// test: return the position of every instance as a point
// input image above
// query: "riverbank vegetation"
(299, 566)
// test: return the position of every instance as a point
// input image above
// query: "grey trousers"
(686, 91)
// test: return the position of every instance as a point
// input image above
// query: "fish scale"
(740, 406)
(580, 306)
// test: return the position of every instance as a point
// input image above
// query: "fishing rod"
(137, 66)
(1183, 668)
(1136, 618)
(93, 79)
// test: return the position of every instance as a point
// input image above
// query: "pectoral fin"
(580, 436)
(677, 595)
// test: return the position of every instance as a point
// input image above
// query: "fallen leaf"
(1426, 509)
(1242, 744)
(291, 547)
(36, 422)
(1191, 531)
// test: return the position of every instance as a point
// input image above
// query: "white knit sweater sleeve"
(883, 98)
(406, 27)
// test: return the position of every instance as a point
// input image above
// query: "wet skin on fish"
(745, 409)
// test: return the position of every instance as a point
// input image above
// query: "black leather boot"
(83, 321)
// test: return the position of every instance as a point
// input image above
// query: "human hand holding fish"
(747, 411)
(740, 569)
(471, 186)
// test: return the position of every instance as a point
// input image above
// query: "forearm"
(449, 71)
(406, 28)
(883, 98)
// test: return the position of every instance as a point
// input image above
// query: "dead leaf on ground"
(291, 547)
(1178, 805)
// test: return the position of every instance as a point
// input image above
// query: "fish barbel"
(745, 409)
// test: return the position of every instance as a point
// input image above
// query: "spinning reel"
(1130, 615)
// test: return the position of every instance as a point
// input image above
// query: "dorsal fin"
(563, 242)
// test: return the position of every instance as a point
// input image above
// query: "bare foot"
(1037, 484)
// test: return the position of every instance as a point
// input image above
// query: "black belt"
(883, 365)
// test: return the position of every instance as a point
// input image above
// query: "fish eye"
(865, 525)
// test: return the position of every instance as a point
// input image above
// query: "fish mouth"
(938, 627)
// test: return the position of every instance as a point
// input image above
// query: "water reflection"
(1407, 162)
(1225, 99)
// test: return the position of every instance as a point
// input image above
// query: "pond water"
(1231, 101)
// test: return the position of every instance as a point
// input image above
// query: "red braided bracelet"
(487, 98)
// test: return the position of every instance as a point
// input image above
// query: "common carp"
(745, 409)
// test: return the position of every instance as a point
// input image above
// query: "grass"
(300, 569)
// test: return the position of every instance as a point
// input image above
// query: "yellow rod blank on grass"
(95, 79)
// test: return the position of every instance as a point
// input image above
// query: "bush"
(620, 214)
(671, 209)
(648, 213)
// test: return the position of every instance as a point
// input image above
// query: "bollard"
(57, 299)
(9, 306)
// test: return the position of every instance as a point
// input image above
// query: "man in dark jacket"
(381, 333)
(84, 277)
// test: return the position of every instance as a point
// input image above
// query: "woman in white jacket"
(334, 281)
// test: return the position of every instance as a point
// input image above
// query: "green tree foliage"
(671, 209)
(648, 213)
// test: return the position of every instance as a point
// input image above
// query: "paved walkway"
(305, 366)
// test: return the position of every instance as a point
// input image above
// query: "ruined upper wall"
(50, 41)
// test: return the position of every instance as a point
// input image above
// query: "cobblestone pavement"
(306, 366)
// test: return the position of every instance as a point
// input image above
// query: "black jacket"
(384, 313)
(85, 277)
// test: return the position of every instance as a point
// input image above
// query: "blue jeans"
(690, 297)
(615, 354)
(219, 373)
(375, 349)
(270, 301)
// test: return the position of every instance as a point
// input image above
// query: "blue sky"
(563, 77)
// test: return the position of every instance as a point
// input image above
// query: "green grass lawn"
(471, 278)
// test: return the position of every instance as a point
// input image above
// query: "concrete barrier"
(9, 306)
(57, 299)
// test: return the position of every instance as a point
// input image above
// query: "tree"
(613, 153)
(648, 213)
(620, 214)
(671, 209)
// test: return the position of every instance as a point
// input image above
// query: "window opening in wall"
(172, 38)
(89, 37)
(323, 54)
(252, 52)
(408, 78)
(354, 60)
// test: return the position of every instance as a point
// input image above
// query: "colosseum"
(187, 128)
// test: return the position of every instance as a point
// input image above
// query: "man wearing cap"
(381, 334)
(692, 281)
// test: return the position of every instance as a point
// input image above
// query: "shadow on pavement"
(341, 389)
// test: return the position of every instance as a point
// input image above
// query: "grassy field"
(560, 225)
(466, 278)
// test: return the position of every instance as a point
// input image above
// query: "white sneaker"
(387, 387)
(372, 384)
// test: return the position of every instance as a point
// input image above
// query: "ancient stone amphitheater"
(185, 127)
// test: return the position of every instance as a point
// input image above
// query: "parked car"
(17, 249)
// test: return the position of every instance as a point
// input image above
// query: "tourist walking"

* [Request]: Reproduce the listing from its first line through the line containing "(1037, 484)", substituting "occurrence" for every "instance" and leaving all else unchanged.

* [Output of the task]:
// test: return the position of every occurrence as a point
// input image above
// query: "riverbank vegetation"
(299, 566)
// test: return the position of every occurrence as a point
// input image above
// query: "grey trousers"
(686, 91)
// test: return the position of every occurrence as a point
// input image above
// query: "fish scale"
(740, 406)
(580, 306)
// test: return the position of every occurrence as a point
// input image above
// query: "fishing rod"
(137, 66)
(1183, 668)
(1136, 618)
(93, 79)
// test: return the position of every occurrence as a point
// input image above
// query: "pectoral fin"
(580, 436)
(677, 595)
// test: return the position of every occurrence as a point
// input image above
// query: "fallen leaf"
(1426, 509)
(1242, 744)
(291, 547)
(36, 422)
(1191, 531)
// test: return the position of every occurrence as a point
// input image above
// query: "white knit sweater sleeve"
(883, 98)
(406, 27)
// test: return the position of every occurrence as a point
// input image above
// query: "wet skin on fish"
(745, 409)
// test: return the position of every occurrence as a point
// input image above
// query: "black leather boot"
(83, 321)
// test: return the position of every occurrence as a point
// input image above
// query: "human hand holding fish"
(747, 411)
(740, 569)
(471, 186)
// test: return the position of every occurrence as a point
// input image above
// query: "forearm"
(449, 71)
(406, 28)
(883, 98)
// test: return the position of every occurrence as a point
// input image above
// query: "dead leaf on ground"
(291, 547)
(1178, 805)
// test: return the position of every occurrence as a point
// input image above
// query: "fish barbel"
(745, 409)
// test: return the position of every occurrence as a point
// input image above
// query: "spinning reel"
(1130, 615)
// test: return the position of every occurrence as a point
// input image above
// query: "dorsal fin"
(563, 242)
// test: return the position of every occurrence as a point
// input image above
// query: "bare foot"
(1037, 484)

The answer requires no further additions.